• INSTRUÇÃO DADA
Liste todas as pessoas mencionadas pelo nome na notícia abaixo sobre a Comissão Nacional da Verdade.

• TRECHO DA PÁGINA
☆ ☆ ☆ ☆ ☆ ☆ ☆
03 Setembro 2013
No momento em que seu novo coordenador, José Carlos Dias, tenta levar à frente os trabalhos de investigação da Comissão Nacional da Verdade, os desentendimentos que envolvem o órgão parecem ainda não estar superados. Há duas semanas, em evento no Rio, o ex-ministro-chefe da Secretaria de Direitos Humanos Paulo Vannuchi, sem perceber a presença da reportagem do Valor, criticou a interlocutores a postura da advogada Rosa Maria Cardoso nos meses em que esteve à frente da comissão. Rosa foi advogada da presidente Dilma Rousseff na repressão e é a integrante da comissão mais próxima do Planalto. Vannuchi, que integra a direção do Instituto Lula, foi eleito para a Comissão Interamericana de Direitos Humanos da Organização das Nações Unidas.
A reportagem é de Guilherme Serodio e publicada pelo jornal Valor, 03-09-2013.
Na ocasião, Vannuchi afirmou que Rosa queria que os familiares das vítimas "fizessem uma devassa em tudo o que a comissão já produziu". Disse ainda que as discussões sobre o tema desgastaram as relações dentro da CNV durante "meses horríveis", tempo em que ele teria se arrependido "enormemente" de atuar junto ao órgão.
Ex-preso político, Vannuchi não pôde integrar a comissão, mas foi um dos seus maiores incentivadores. Foi ele quem sugeriu sua criação, ainda no governo Luiz Inácio Lula da Silva, do qual foi ministro. A proposta inicial da comissão fez parte do Programa Nacional de Direitos Humanos de 2009, lançado pela secretaria que Vannuchi comandava à época.
No centro do debate está outra crítica recorrente à comissão criada pela presidente em 2012 para apurar as violações aos direitos humanos cometidas entre 1946 e 1988: a pouca visibilidade que seus trabalhos alcançaram no primeiro ano de atividades.
Nos seis meses em que esteve à frente da comissão, Rosa Cardoso fez questão de aproximar-se das vítimas da ditadura e de seus familiares. A advogada afirma que esta é uma forma de aproximar a CNV da sociedade.
"Nunca propus devassa alguma. Isso pode ter sido até enunciado por quem defende o secretismo da comissão", rebate Rosa. "Trata-se de considerar o trabalho conjunto com as vítimas para que elas possam se reconhecer no que estamos fazendo", afirma Rosa, que trouxe representações das vítimas para trabalhar em conjunto com os pesquisadores.
"Queremos pensar juntos para que, no final, não haja uma estranheza com o que estamos produzindo. As vítimas conhecem muito bem esse material. Muitas estão há muito tempo pesquisando isso. A participação é muito importante e de forma alguma pode ser vista como devassa", diz. Procurado pela reportagem, Vannuchi não respondeu aos pedidos de entrevista.
☆ ☆ ☆ ☆ ☆ ☆ ☆
• DADOS REGISTRADOS
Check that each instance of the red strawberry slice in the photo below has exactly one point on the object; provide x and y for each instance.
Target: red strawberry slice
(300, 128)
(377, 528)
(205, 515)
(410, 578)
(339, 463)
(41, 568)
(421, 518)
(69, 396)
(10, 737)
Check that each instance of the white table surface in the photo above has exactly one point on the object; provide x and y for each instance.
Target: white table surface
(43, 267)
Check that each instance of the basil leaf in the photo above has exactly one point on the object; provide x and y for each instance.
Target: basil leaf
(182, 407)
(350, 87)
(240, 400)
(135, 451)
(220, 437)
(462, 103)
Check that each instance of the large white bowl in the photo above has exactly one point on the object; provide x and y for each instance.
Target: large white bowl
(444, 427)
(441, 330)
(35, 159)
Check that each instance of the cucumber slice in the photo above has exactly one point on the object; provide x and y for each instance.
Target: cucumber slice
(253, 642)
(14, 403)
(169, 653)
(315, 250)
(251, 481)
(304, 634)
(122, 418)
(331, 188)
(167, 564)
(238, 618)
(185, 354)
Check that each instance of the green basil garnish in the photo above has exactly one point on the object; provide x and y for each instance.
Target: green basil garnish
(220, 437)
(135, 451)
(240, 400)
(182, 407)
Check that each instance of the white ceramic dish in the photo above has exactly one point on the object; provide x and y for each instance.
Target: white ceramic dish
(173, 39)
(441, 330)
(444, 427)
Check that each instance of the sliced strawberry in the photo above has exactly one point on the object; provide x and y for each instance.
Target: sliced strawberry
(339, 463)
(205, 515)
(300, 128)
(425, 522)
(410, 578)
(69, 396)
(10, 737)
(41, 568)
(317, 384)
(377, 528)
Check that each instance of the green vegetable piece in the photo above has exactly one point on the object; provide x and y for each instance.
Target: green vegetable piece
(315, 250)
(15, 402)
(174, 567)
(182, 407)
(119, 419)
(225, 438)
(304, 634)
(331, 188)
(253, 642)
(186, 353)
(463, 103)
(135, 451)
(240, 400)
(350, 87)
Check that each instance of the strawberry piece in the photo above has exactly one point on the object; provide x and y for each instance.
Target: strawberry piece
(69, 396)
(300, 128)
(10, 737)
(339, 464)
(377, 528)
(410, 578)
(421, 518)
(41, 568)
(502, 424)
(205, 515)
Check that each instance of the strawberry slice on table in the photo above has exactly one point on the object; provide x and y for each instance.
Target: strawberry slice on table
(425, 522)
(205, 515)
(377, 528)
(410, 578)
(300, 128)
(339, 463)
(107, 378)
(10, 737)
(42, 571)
☆ ☆ ☆ ☆ ☆ ☆ ☆
• RESPOSTA AO PROBLEMA
As pessoas mencionadas pelo nome são José Carlos Dias, Paulo Vannuchi, Rosa Maria Cardoso, Dilma Rousseff, Guilherme Serodio e Luiz Inácio Lula da Silva.